▶ **Given text**
★ ★ ★

Okay... Then I will try to find a couple of full grown ones... 

And that's exactly what I planned. I want the entire tank perfect before adding the majority of fish. Maybe even first putting plecos in so they can find their territory and then see how to scape it so that many fish can hide at different times. 

Thanks for the advice by the way, I am going to have more patience than my other setups on this one


----------



## 2wheelsx2 (Apr 21, 2010)

I have 2 BNP's in with my JD's and Chocolate Cichlid in this tank: 









Not saying that it will work every time or for everyone, as I lost a few in the beginning (also had an Oscar). However, if the plecos are there first and are there in sufficient numbers, the cichlids get used to seeing them and don't bother them. There are > 30 plecos in that tank. It's still risky though, especially if you have valuable ones, but I've not had a problem except in the earliest days. The smallest pleco I have in there is a BNP which is 3 inches. I put him in there as I had nowhere for him to go when he was 2 inches. Oh yeah, I also have 30+ cories in there. I got them before I got the Oscar (which is long gone now), and 2 incidents in the beginning, but not for over a year now.

But this is one of those YMMV things.


----------



## donjuan_corn (May 6, 2010)

I would drop the tinfoils bud, I had 4 in a 90 gallon and they are just pigs and need more room.


----------



## TCR (Jul 13, 2010)

whoa bio load for sure.. I still remember when i had green terrors.. I kept them in a 55gal, this is back when i thought a 55gal was big lol. I had 2 male green terrors, 1 oscar (who got picked on all the time but seemed ok with that), and 3 common plecs. They all produced soooo much waste i had to clean the filters every other day or they would overflow (aquaclear 70, aquaclear 50, fluval 1 for little bit of under water circulation)


----------



## iKuik (Apr 24, 2010)

K, 4 feet is too small for tinfoils and I don't have enough for a school... so whats the next best option for Algae eating plecos?


----------



## Aaron (Apr 21, 2010)

AWW said:


> BNP dont do well with most SA larger cichlids. Unless the BNP have lots of hiding places and they are full grown. Keep in mind, most fish can go together. It all depends on aquascaping. I would say start the tank up and running, then finalize your idea on what you want


Yes that has been my experience as well.

★ ★ ★

▶ **Entries provided**
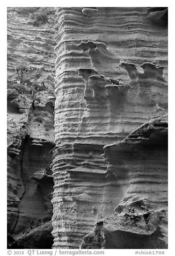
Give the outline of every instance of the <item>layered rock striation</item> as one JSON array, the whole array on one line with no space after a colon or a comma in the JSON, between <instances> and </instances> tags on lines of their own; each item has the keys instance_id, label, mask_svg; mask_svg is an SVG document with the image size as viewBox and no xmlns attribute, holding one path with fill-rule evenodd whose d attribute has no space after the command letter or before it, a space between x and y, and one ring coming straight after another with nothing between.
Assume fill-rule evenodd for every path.
<instances>
[{"instance_id":1,"label":"layered rock striation","mask_svg":"<svg viewBox=\"0 0 175 256\"><path fill-rule=\"evenodd\" d=\"M55 145L54 13L53 8L8 8L8 246L11 248L51 248L53 244L49 165Z\"/></svg>"},{"instance_id":2,"label":"layered rock striation","mask_svg":"<svg viewBox=\"0 0 175 256\"><path fill-rule=\"evenodd\" d=\"M56 9L53 248L167 246L167 12Z\"/></svg>"}]
</instances>

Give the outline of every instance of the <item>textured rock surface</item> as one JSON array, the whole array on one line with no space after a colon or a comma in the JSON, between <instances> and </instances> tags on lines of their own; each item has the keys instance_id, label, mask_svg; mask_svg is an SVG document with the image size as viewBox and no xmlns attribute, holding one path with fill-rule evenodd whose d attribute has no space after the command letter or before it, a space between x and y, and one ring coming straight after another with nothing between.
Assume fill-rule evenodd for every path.
<instances>
[{"instance_id":1,"label":"textured rock surface","mask_svg":"<svg viewBox=\"0 0 175 256\"><path fill-rule=\"evenodd\" d=\"M53 248L166 248L167 10L56 15Z\"/></svg>"},{"instance_id":2,"label":"textured rock surface","mask_svg":"<svg viewBox=\"0 0 175 256\"><path fill-rule=\"evenodd\" d=\"M11 248L51 248L53 244L49 152L54 146L54 44L53 8L8 8L8 244ZM48 227L42 227L48 222Z\"/></svg>"}]
</instances>

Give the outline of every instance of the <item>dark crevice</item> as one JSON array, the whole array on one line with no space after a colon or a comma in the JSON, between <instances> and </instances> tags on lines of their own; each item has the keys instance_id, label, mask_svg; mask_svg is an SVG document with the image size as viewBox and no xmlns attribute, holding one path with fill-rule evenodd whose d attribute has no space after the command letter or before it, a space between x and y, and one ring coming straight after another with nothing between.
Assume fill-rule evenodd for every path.
<instances>
[{"instance_id":1,"label":"dark crevice","mask_svg":"<svg viewBox=\"0 0 175 256\"><path fill-rule=\"evenodd\" d=\"M20 148L21 159L20 159L20 174L21 174L21 179L22 179L22 181L23 181L23 186L24 186L24 193L23 193L21 197L20 198L19 198L20 201L21 201L21 200L22 200L22 199L23 199L23 198L24 196L24 194L26 192L26 187L25 187L25 182L24 182L24 179L23 179L23 159L24 159L24 152L25 152L25 146L26 146L26 142L27 141L27 138L28 138L28 134L27 133L25 137L24 138L22 143L21 143L21 148ZM14 230L15 230L15 228L16 228L16 226L18 224L18 219L19 219L19 209L18 209L18 213L19 214L18 217L18 219L16 221L16 224L14 226L13 229L12 229L12 230L11 232L11 234L12 234L13 233L13 232Z\"/></svg>"}]
</instances>

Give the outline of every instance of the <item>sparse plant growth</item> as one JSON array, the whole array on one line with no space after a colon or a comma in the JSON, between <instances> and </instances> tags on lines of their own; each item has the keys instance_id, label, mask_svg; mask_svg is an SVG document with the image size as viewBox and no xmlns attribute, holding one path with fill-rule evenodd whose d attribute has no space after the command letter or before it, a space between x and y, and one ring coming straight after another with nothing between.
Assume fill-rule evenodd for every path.
<instances>
[{"instance_id":1,"label":"sparse plant growth","mask_svg":"<svg viewBox=\"0 0 175 256\"><path fill-rule=\"evenodd\" d=\"M19 95L19 94L14 88L8 88L7 91L8 101L12 101L13 99L16 98Z\"/></svg>"},{"instance_id":2,"label":"sparse plant growth","mask_svg":"<svg viewBox=\"0 0 175 256\"><path fill-rule=\"evenodd\" d=\"M16 66L16 70L20 82L23 83L23 75L26 72L27 72L27 67L24 64L20 64Z\"/></svg>"}]
</instances>

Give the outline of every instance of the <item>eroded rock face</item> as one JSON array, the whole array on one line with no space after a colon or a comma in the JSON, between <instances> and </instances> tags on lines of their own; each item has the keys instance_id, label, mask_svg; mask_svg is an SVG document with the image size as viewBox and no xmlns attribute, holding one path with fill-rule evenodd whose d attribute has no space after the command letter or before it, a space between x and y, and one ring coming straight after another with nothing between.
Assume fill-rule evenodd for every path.
<instances>
[{"instance_id":1,"label":"eroded rock face","mask_svg":"<svg viewBox=\"0 0 175 256\"><path fill-rule=\"evenodd\" d=\"M53 248L166 248L167 26L56 11Z\"/></svg>"},{"instance_id":2,"label":"eroded rock face","mask_svg":"<svg viewBox=\"0 0 175 256\"><path fill-rule=\"evenodd\" d=\"M55 145L54 12L53 8L8 9L8 245L11 248L51 248L53 244L49 165Z\"/></svg>"}]
</instances>

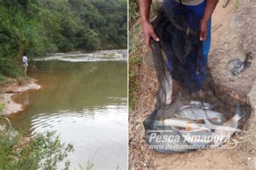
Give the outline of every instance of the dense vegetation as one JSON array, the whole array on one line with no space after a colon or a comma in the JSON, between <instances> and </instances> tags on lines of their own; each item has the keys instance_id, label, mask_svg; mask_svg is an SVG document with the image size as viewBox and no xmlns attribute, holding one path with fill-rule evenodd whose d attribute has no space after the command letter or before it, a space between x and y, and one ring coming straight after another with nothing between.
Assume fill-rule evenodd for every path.
<instances>
[{"instance_id":1,"label":"dense vegetation","mask_svg":"<svg viewBox=\"0 0 256 170\"><path fill-rule=\"evenodd\" d=\"M126 48L127 0L0 0L0 78L23 52Z\"/></svg>"}]
</instances>

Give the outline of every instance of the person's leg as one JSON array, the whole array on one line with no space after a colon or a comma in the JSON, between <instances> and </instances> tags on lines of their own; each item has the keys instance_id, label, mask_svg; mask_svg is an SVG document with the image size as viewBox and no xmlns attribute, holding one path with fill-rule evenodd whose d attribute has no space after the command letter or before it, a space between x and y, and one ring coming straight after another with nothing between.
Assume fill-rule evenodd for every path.
<instances>
[{"instance_id":1,"label":"person's leg","mask_svg":"<svg viewBox=\"0 0 256 170\"><path fill-rule=\"evenodd\" d=\"M187 6L184 5L184 6L187 9L190 9L196 13L198 19L201 19L204 15L204 10L206 6L206 2L202 3L196 6ZM184 67L188 70L191 70L190 72L193 79L194 80L195 83L197 84L197 86L198 90L201 89L204 82L205 79L206 75L206 68L207 67L208 53L210 51L211 45L211 20L208 23L208 33L206 40L203 42L203 59L199 59L198 62L198 69L192 69L192 65L191 65L193 63L192 57L190 58L190 55L188 56L187 61L184 65ZM198 72L199 71L199 72Z\"/></svg>"},{"instance_id":2,"label":"person's leg","mask_svg":"<svg viewBox=\"0 0 256 170\"><path fill-rule=\"evenodd\" d=\"M26 76L26 70L28 67L23 67L23 76L24 77Z\"/></svg>"}]
</instances>

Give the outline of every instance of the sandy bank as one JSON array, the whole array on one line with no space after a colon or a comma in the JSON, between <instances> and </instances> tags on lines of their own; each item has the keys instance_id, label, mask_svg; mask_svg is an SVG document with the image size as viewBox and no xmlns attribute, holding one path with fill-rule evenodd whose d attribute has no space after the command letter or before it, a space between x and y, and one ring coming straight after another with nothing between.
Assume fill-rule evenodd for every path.
<instances>
[{"instance_id":1,"label":"sandy bank","mask_svg":"<svg viewBox=\"0 0 256 170\"><path fill-rule=\"evenodd\" d=\"M30 79L24 85L20 85L17 81L9 84L3 88L3 92L0 94L0 103L4 103L5 107L0 114L9 115L23 110L22 105L14 102L11 97L30 89L39 89L41 86L35 82L37 80Z\"/></svg>"}]
</instances>

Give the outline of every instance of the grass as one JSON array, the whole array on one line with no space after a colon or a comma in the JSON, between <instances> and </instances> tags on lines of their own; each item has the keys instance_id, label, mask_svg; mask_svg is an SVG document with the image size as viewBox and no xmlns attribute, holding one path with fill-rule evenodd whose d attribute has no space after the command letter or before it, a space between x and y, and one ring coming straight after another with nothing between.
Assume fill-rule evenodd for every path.
<instances>
[{"instance_id":1,"label":"grass","mask_svg":"<svg viewBox=\"0 0 256 170\"><path fill-rule=\"evenodd\" d=\"M134 25L129 32L129 112L132 111L137 102L136 94L139 91L139 82L136 79L137 72L142 60L144 39L142 38L139 24Z\"/></svg>"},{"instance_id":2,"label":"grass","mask_svg":"<svg viewBox=\"0 0 256 170\"><path fill-rule=\"evenodd\" d=\"M136 0L129 0L129 25L135 22L139 17L139 6Z\"/></svg>"}]
</instances>

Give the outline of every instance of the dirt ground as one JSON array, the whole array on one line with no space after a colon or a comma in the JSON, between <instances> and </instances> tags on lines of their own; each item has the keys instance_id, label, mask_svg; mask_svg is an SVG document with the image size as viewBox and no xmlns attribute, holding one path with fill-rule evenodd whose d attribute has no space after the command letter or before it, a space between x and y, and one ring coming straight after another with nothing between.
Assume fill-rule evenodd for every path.
<instances>
[{"instance_id":1,"label":"dirt ground","mask_svg":"<svg viewBox=\"0 0 256 170\"><path fill-rule=\"evenodd\" d=\"M11 79L12 83L2 87L2 92L0 92L0 103L5 104L4 108L2 113L0 113L0 115L5 116L17 113L25 108L23 105L17 104L12 100L11 97L13 96L17 95L26 90L41 88L40 85L35 83L37 81L36 79L29 79L24 82L24 84L20 84L16 79Z\"/></svg>"},{"instance_id":2,"label":"dirt ground","mask_svg":"<svg viewBox=\"0 0 256 170\"><path fill-rule=\"evenodd\" d=\"M230 0L225 8L220 1L212 16L212 45L208 66L220 93L256 106L256 71L253 60L249 69L237 77L227 69L230 59L244 59L248 51L256 54L255 0ZM141 31L139 37L142 37ZM146 51L144 46L142 52ZM139 82L137 102L129 117L129 167L130 169L255 169L256 119L254 112L247 120L248 141L233 149L199 150L182 154L163 154L149 148L143 139L143 121L153 111L158 83L154 70L143 64L137 69ZM177 91L173 85L173 93ZM177 87L178 88L178 87Z\"/></svg>"}]
</instances>

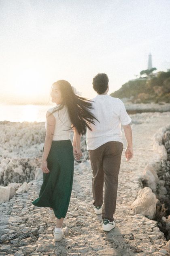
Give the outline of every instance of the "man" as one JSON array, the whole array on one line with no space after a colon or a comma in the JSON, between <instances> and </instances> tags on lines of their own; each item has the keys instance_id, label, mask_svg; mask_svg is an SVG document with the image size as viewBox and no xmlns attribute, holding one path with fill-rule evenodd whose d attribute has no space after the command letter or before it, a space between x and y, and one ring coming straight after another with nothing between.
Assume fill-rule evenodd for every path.
<instances>
[{"instance_id":1,"label":"man","mask_svg":"<svg viewBox=\"0 0 170 256\"><path fill-rule=\"evenodd\" d=\"M127 143L126 161L133 157L131 119L123 102L108 95L108 79L106 74L99 74L93 80L97 95L92 100L92 112L99 121L87 129L87 144L93 170L92 189L94 211L102 215L103 230L109 231L115 226L113 214L118 184L118 174L123 144L121 125ZM104 198L103 190L104 182Z\"/></svg>"}]
</instances>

★ ★ ★

▶ **Problem A**
In the aquarium forum thread, how many tinfoils did donjuan_corn keep, and in what size tank?
▶ **Problem B**
Carry on the aquarium forum thread from the point where it stops.
The data has no connection to the aquarium forum thread.

▶ **Final result A**
Four tinfoils in a 90 gallon tank.

▶ **Final result B**
----------



## donjuan_corn (May 6, 2010)

iKuik said:


> K, 4 feet is too small for tinfoils and I don't have enough for a school... so whats the next best option for Algae eating plecos?


Talk to Charles, he's got some big algae eaters, I just picked up a L191 and he still has one left.


----------



## 2wheelsx2 (Apr 21, 2010)

The Panaque produce a lot of waste and are not great algae eaters. I think the L200/L200a's are much better algae eaters.


----------



## iKuik (Apr 24, 2010)

so where can I get good driftwood?


----------



## AWW (Apr 22, 2010)

either find it and sink it, or buy it off another member. I have some pieces i am not going to keep, you can come check them out if you want


----------



## 2wheelsx2 (Apr 21, 2010)

I think Charles currently has some, and for nice Manzanita, April has tons of interesting pieces.


----------



## Peterchow (Apr 21, 2010)

2wheelsx2 said:


> I have 2 BNP's in with my JD's and Chocolate Cichlid in this tank:
> 
> 
> 
> ...


For algae cleaning, BNPs are the best. My BNPs were breeding in my 120 G (4x2x2) with a few severums + uraus, and they didnt bother the plecos. I had lot of woods in there. I also put BNPs in my previous male show Africans' tank (108G) and they also bred in there with no threat. Just make sure they have lots of hiding place. Woods are the best, even better than the pleco caves for breeding.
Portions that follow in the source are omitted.